Stored dataset records

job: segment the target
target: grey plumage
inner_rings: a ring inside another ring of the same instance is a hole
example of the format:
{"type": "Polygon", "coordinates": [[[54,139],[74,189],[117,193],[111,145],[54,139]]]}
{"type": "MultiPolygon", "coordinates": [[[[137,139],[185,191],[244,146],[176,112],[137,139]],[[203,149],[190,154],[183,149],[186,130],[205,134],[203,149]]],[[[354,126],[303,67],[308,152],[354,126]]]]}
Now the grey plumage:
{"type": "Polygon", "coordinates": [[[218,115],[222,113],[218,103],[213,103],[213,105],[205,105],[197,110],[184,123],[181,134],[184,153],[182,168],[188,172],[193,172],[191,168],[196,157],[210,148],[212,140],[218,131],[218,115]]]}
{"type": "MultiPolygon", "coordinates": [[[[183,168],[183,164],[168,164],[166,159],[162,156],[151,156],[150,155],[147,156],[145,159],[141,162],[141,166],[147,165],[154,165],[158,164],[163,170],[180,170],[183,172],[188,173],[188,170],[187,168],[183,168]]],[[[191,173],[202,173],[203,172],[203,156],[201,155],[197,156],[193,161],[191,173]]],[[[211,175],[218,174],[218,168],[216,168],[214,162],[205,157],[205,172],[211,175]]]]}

WORK TO COMPLETE
Recast every line of the records above as a numbered list, leaving out any blank lines.

OUTPUT BELOW
1. job: segment the target
2. target: grey plumage
3. inner_rings: a ring inside another ring of the same instance is a hole
4. example of the format:
5. {"type": "Polygon", "coordinates": [[[54,139],[74,189],[117,193],[111,145],[54,139]]]}
6. {"type": "MultiPolygon", "coordinates": [[[[137,139],[185,191],[244,146],[176,112],[137,139]],[[203,149],[190,154],[183,149],[186,130],[205,134],[203,149]]],[[[354,126],[303,67],[308,152],[354,126]]]]}
7. Now the grey plumage:
8. {"type": "Polygon", "coordinates": [[[218,115],[222,113],[218,103],[213,103],[213,105],[205,105],[197,110],[184,123],[181,134],[184,153],[182,168],[188,172],[193,172],[191,168],[196,157],[210,148],[212,140],[218,131],[218,115]]]}
9. {"type": "MultiPolygon", "coordinates": [[[[183,168],[183,164],[168,164],[166,159],[162,156],[151,156],[150,155],[147,156],[145,159],[141,162],[141,166],[147,165],[154,165],[158,164],[163,170],[180,170],[183,172],[188,173],[188,170],[187,168],[183,168]]],[[[191,173],[202,173],[203,172],[203,156],[201,155],[197,156],[193,161],[191,173]]],[[[211,175],[218,174],[218,168],[216,168],[214,162],[205,157],[205,172],[211,175]]]]}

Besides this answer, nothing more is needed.